The data must be returned in full and exactly as given.

=== EXTRACTED RECORDS ===

┄┄┄┄┄┄

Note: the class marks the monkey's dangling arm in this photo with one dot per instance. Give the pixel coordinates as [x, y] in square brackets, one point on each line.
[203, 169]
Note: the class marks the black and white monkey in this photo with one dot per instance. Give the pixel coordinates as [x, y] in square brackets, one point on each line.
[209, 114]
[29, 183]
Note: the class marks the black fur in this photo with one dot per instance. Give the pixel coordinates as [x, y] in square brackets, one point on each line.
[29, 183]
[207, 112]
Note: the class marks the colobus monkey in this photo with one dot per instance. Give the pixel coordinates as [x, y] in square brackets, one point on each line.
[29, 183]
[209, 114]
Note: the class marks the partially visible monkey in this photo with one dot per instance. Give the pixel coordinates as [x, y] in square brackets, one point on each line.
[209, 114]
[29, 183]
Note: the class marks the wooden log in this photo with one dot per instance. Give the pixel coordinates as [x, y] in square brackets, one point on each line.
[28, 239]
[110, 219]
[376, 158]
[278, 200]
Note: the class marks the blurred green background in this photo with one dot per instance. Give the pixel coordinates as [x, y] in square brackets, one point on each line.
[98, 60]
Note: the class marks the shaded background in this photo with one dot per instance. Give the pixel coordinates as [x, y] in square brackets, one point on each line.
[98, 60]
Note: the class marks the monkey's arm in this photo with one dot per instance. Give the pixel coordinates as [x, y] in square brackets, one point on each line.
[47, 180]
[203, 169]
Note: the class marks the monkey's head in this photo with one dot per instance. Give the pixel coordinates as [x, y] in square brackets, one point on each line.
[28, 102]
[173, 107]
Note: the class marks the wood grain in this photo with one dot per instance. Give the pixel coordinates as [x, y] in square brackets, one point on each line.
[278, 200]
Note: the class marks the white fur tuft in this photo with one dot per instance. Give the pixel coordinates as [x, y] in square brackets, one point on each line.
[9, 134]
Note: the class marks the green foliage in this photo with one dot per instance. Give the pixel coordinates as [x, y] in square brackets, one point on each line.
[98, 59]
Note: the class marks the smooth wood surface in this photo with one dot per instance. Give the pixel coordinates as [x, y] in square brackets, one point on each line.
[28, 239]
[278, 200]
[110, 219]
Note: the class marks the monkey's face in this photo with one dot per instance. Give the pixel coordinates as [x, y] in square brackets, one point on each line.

┄┄┄┄┄┄

=== SOLUTION FOR THIS PROBLEM ===
Note: the class marks the monkey's dangling arm in this photo with one dot per instance. Give the pixel coordinates as [x, y] in square brackets, one point on each line.
[203, 169]
Note: the class marks the black and white monkey in this photo with one dot per instance. Give the pixel coordinates as [x, y] in square brackets, one point on each line.
[209, 114]
[29, 183]
Note: the class marks the black fur in this photo with one dot per instance. Give the pixel coordinates as [x, y] in square brackets, one point on each line.
[29, 183]
[207, 112]
Note: the class marks the colobus monkey in this photo with one dot per instance. Give the pixel coordinates as [x, y] in square brackets, one point on each line.
[29, 183]
[209, 114]
Note: the class marks the partially visible monkey in this photo with one dot per instance. Give the pixel coordinates as [x, y] in square brackets, one point on each line.
[209, 114]
[29, 183]
Note: the class marks the wooden log in this photo with one dot per instance. Give the pixel coordinates as [x, y] in square brackets, one point on each line.
[28, 239]
[110, 219]
[376, 158]
[278, 200]
Note: the class marks the blurred green background in this photo with one dot per instance. Give the pixel coordinates as [x, y] in square brackets, one point on each line.
[98, 60]
Note: the class marks the shaded background in this photo with one dot per instance. Give the pixel coordinates as [x, y] in square brackets, one point on each line.
[98, 60]
Note: the class marks the monkey's arm in this photo with one dot per instance. Give the pixel coordinates as [x, y] in square brackets, one point on each line.
[47, 180]
[203, 169]
Note: the class marks the monkey's head in this photo with one dot per instance. Give the pixel coordinates as [x, y] in square brackets, one point on each line.
[28, 102]
[173, 107]
Note: the class marks the wood grain in this photo with one dot per instance. Give the pixel coordinates as [x, y] in square brackets, one point on each line.
[278, 200]
Note: the class marks the white fur tuft in this photo with one dot per instance. Give the pixel coordinates as [x, y] in square brackets, one point on each line.
[9, 134]
Note: the class marks the green foliage in this photo with one dot per instance. Give the pixel coordinates as [x, y] in square brackets, one point on each line.
[98, 59]
Note: the class marks the smooth wood surface in this photo with one dot per instance. Give the pixel coordinates as [x, y] in square brackets, one point on each line.
[28, 239]
[278, 200]
[110, 219]
Note: the class marks the monkey's face in this photo with one dot per instance. Give the pixel coordinates as [x, y] in square brackets, one point on each line.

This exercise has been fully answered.